Work instructions:
1. In the interview excerpt, who thought up seasteading?
2. Quote word for word the stretch of the interview excerpt from "Saturday, January 22, 2011" through "are worth pursuing.".

***** Reading text *****

Saturday, January 22, 2011

A Thoughtful Person

An interview worth reading

Seasteading was thought up by acolytes of Milton Friedman. The idea is that we need to create competition between governments. If it’s very hard to reform existing ones, we need to create new sovereign states — in the oceans or elsewhere. There’s a technological question about how far away we are from these kinds of things. It’s probably not around the corner. But these technological projects are worth pursuing.

It’s one of the ways in which I see things in the U.S. as having declined from the 1950s, when people had a real sense of the future, and the future was an important subject for public discussion. We thought about being on the moon, or living underwater, and what we were going to do about farmlands and forests and so on. Different ideas about how technology would change in the future played an important role in our society. That sort of collapsed with everything else in the late ’60s and into the ’70s. I want to go back to the future and back to a time when people were thinking about how to use technology to make the world a dramatically better place — not like the present, where technology is largely seen as irrelevant and specifically as bad.

***** Dataset records *****

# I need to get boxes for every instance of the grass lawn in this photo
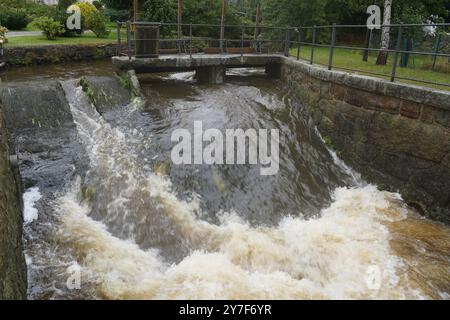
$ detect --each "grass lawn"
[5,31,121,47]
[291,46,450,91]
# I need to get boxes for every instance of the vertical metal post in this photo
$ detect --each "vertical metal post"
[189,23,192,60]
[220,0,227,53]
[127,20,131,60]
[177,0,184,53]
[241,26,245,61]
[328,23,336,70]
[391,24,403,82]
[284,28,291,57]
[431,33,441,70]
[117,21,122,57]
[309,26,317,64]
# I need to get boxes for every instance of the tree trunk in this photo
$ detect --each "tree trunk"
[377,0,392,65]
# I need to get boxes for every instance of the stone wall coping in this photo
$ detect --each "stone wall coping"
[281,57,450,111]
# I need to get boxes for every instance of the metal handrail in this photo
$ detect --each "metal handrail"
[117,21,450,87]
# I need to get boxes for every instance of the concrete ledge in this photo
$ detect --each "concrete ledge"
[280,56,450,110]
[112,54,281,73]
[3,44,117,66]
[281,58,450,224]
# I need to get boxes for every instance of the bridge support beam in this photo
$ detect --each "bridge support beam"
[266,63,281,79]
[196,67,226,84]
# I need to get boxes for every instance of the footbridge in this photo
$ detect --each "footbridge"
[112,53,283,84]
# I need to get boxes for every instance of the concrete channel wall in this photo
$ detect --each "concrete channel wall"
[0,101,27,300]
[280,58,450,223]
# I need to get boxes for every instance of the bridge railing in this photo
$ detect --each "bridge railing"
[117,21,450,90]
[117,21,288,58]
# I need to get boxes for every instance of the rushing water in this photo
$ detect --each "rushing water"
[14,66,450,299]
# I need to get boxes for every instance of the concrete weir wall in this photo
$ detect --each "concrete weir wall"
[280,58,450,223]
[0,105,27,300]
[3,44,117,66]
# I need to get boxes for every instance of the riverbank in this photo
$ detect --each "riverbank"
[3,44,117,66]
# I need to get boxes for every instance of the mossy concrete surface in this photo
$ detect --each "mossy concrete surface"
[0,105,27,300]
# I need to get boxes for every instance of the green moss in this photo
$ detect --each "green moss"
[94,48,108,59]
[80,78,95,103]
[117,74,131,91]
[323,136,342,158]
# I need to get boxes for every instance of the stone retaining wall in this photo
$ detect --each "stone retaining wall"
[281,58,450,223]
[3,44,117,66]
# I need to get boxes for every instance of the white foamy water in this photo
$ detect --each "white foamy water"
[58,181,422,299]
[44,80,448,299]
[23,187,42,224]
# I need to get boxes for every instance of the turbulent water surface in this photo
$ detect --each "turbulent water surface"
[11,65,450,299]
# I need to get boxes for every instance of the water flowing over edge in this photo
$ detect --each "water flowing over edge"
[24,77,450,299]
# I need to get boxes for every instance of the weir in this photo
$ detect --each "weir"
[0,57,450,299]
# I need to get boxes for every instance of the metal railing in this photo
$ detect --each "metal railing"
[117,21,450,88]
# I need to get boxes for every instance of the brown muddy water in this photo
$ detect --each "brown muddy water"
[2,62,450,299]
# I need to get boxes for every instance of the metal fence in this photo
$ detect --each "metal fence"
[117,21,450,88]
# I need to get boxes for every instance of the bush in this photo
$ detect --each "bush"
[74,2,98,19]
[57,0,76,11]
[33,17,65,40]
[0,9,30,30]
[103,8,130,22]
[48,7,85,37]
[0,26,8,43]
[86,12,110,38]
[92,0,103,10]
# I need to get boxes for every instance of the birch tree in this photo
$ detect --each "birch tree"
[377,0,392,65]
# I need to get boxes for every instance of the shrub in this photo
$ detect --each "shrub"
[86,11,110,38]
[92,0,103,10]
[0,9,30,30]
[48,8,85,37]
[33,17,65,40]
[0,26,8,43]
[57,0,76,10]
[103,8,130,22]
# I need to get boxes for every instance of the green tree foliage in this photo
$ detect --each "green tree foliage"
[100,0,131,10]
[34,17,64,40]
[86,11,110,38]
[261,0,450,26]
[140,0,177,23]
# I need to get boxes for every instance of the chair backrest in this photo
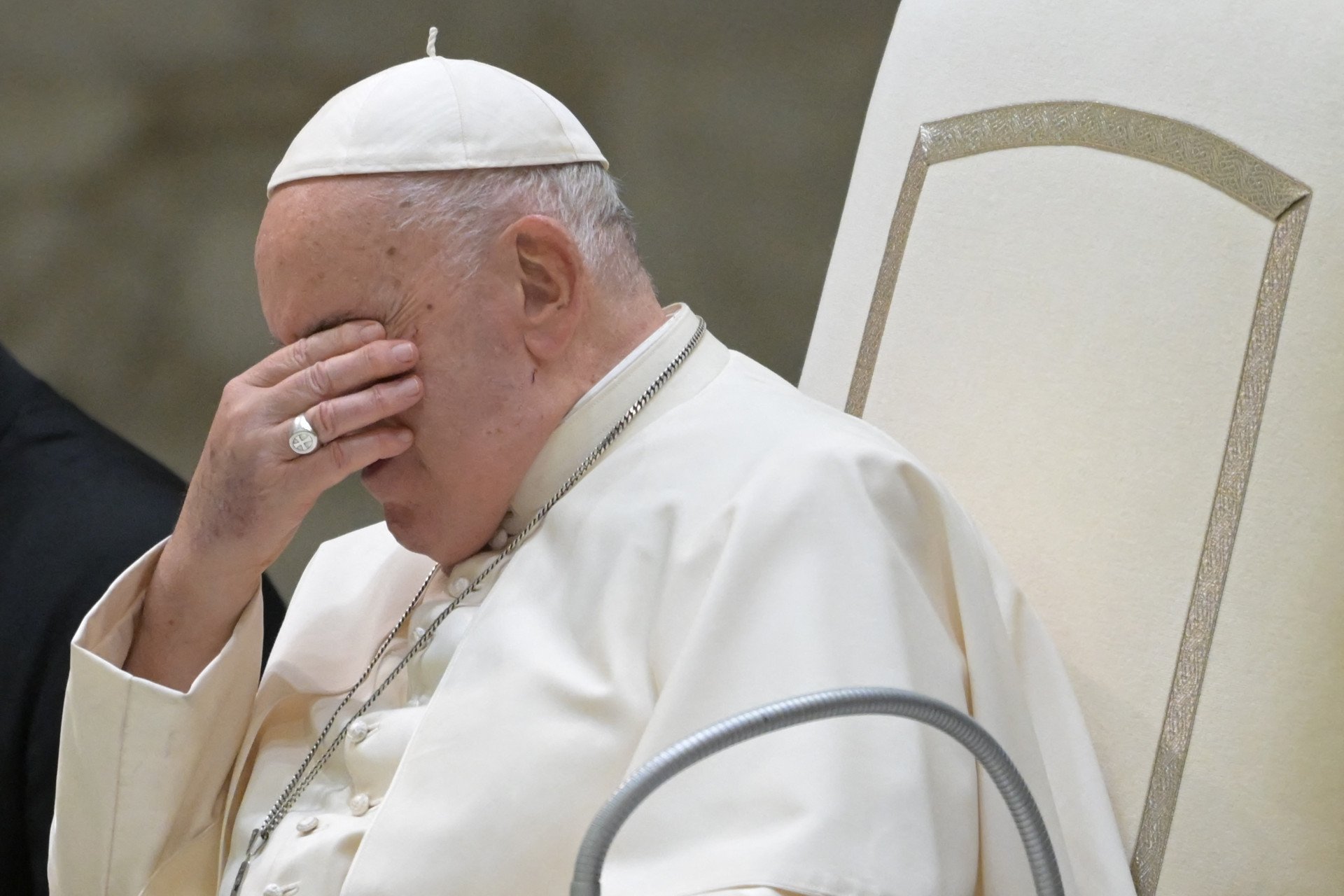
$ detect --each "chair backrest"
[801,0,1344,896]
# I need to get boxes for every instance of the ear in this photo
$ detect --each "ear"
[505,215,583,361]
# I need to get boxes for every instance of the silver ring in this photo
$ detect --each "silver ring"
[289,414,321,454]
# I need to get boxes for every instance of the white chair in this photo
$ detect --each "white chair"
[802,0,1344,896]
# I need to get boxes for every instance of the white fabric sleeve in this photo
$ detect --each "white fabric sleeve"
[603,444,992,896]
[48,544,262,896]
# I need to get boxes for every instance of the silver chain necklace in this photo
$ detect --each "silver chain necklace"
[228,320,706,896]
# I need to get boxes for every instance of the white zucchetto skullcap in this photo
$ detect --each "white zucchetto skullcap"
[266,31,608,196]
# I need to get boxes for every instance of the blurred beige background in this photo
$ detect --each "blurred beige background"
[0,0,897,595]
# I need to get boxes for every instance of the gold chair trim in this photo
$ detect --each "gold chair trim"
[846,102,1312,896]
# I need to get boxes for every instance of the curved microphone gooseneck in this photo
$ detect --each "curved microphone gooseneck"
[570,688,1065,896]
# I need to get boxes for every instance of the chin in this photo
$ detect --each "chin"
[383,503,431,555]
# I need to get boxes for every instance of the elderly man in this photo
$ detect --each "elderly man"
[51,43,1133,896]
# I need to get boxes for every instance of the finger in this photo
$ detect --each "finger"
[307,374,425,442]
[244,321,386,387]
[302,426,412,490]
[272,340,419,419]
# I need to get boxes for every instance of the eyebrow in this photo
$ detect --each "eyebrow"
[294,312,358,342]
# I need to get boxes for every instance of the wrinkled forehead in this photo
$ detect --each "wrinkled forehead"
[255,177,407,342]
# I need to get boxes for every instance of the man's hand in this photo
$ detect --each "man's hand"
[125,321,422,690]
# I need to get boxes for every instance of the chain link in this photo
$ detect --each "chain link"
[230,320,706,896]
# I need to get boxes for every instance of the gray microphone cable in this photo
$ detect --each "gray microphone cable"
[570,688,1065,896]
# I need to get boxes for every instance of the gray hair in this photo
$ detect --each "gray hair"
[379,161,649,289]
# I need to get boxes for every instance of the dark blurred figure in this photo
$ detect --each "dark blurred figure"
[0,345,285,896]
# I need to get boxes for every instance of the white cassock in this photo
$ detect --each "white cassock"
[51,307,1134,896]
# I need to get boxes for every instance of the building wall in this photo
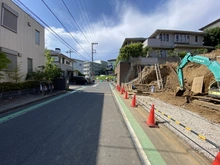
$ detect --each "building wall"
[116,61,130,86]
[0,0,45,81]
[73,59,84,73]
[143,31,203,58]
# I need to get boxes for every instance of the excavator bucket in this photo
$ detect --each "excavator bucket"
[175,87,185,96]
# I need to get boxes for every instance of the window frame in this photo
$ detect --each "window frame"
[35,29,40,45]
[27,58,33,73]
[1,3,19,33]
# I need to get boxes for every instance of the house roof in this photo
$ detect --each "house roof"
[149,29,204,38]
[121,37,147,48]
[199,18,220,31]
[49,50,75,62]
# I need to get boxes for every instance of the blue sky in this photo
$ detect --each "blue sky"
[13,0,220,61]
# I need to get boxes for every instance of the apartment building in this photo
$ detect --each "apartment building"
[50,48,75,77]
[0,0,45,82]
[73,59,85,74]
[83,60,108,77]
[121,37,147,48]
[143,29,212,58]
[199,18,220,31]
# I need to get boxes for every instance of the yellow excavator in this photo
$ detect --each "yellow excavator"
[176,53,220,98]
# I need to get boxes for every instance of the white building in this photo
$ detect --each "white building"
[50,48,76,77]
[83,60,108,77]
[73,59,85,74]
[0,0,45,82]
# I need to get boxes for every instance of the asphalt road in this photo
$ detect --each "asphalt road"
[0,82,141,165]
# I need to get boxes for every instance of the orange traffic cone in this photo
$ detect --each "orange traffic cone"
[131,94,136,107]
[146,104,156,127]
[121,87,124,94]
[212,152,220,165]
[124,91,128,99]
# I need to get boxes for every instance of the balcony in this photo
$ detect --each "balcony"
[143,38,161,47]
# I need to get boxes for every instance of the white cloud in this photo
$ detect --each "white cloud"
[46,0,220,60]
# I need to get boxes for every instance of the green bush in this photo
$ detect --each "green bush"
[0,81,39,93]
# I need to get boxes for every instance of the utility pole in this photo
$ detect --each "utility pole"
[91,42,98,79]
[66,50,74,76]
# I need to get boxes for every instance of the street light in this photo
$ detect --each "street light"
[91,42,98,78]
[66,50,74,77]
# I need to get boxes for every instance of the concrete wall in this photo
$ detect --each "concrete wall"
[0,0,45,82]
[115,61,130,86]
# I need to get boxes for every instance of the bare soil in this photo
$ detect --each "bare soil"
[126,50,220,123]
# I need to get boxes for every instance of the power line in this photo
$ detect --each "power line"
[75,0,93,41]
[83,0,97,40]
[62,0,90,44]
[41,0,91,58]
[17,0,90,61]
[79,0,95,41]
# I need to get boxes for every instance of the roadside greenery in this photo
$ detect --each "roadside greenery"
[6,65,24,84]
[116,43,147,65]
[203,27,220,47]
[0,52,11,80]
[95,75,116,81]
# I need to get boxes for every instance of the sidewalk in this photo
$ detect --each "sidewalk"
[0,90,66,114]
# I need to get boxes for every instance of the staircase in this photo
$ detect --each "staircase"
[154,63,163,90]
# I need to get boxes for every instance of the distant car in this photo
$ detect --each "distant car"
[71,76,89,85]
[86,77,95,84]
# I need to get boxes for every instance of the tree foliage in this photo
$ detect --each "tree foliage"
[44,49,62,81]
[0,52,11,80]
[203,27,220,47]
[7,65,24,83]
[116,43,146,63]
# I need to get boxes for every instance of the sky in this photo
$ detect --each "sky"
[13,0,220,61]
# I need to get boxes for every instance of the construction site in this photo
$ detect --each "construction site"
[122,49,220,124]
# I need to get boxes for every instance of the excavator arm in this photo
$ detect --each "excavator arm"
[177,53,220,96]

*****

Solution list:
1. Acolytes of Milton Friedman.

2.
Saturday, January 22, 2011

A Thoughtful Person

An interview worth reading

Seasteading was thought up by acolytes of Milton Friedman. The idea is that we need to create competition between governments. If it’s very hard to reform existing ones, we need to create new sovereign states — in the oceans or elsewhere. There’s a technological question about how far away we are from these kinds of things. It’s probably not around the corner. But these technological projects are worth pursuing.